• [Tasks to complete]
1. List every sentence in the text on Malawi's covid-19 response that ends with a question mark.
2. Quote the text on Malawi's covid-19 response from "The President was" to "yield better results?".

• [Text section]
★ ★ ★ ★

A lot of indicators suggest the Gazette the Minister of Health produced last week was just for show. On Wednesday, August 12, 2020, we saw President Lazarus Chakwera lead the nation in breaching his own government’s rules and regulations by going to a funeral that had more than 50 people in attendance. Social distancing and mask wearing were also not followed. What is the point of coming up with laws to which top government officials are not willing to adhere? I thought this was supposed to be Malawi wokomera tonse?
The President was wrong to do what he did. However, that does not mean that the country must give up fighting the disease. We need to be resolute in our fight against covid-19. Most importantly, our fight must be driven by science and statistics. This had me thinking; could a decentralize approach in the fight yield better results?
In the decentralized approach I have in mind, district and city councils would come up with measures for combating the spread of coronavirus within their own localities, based on the severity of the number of cases they are experiencing. This means a district with more cases, say 200, would put in place more stringent measures within its boundaries than a district with only 5 cases. Making this operational would simply require district and city assemblies to enact their own bylaws, as long as the bylaws don’t contravene the Health Ministry’s subsidiary rules. As a way of facilitating this process, the Ministry could come up with a wide-raging list of suggested rules given the severity of cases a district is experiencing. Assemblies could then adopt from the list those rules that make sense for them and make additions if need be.
I believe this approach would be more palatable to the general public as it would be more aligned with the reality on the ground, which is a far cry from the recent Gazette. For five days straight, from August 8 to August 12, the official national statistics on covid-19 showed that the number new recoveries was higher than the number of new cases. Unfortunately, the centralized nature of these reports meant that the public had no clue which districts were seeing improvements nor the ones that were seeing rises in active cases. Switching to a decentralized system would overcome this issue as each district would be producing its own data. If people understand that the number of active cases is increasing within their areas, they are more likely to take personal precautionary measures such as wearing masks in public places and maintaining social distance.
Having a decentralized approach will also allow districts to learn from one another on what works well and what doesn’t. The centralized approach we are using at the moment is shrouding the fact that some districts are doing better than others. Moving to a decentralized system would allow the nation to know which those districts are. The next step for the better performing districts would then be to come up with ways of slowly and cautiously bringing life back to normal by, for instance, reopening schools. Those districts that are not doing too well will then be pushed to keep the virus under control to allow to allow them to get to a stage where they too can open up some.
Slowly getting life back to normal is what our economy needs. Our country is small, and economically disadvantaged. We can’t afford to continue being timid and overly cautious in our approach. Barring the invention of a vaccine, we won’t defeat the pandemic. But we can’t let life come to a standstill until a vaccine is invented. Let’s overcome our fear of the disease by using data and science to manage the pandemic and forge ahead with life the best we can.

★ ★ ★ ★

Image-grounded pointing records:
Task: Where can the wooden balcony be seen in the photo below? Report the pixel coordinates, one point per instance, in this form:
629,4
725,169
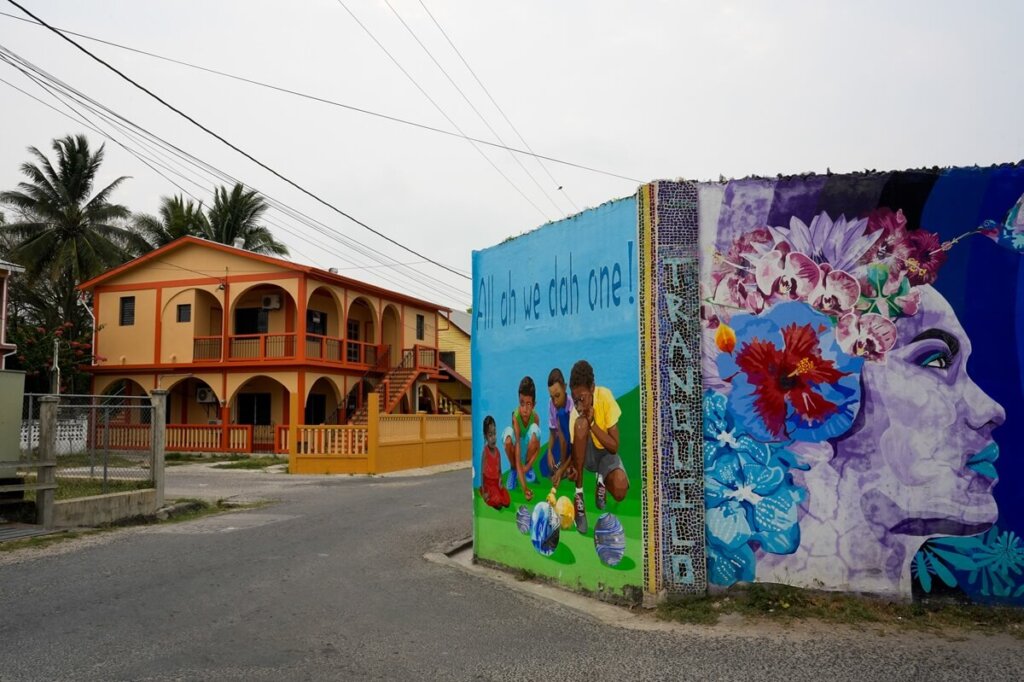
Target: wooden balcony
257,347
344,351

★ ★ ★ ★

• [Exercise responses]
1.
- What is the point of coming up with laws to which top government officials are not willing to adhere?
- I thought this was supposed to be Malawi wokomera tonse?
- This had me thinking; could a decentralize approach in the fight yield better results?

2.
The President was wrong to do what he did. However, that does not mean that the country must give up fighting the disease. We need to be resolute in our fight against covid-19. Most importantly, our fight must be driven by science and statistics. This had me thinking; could a decentralize approach in the fight yield better results?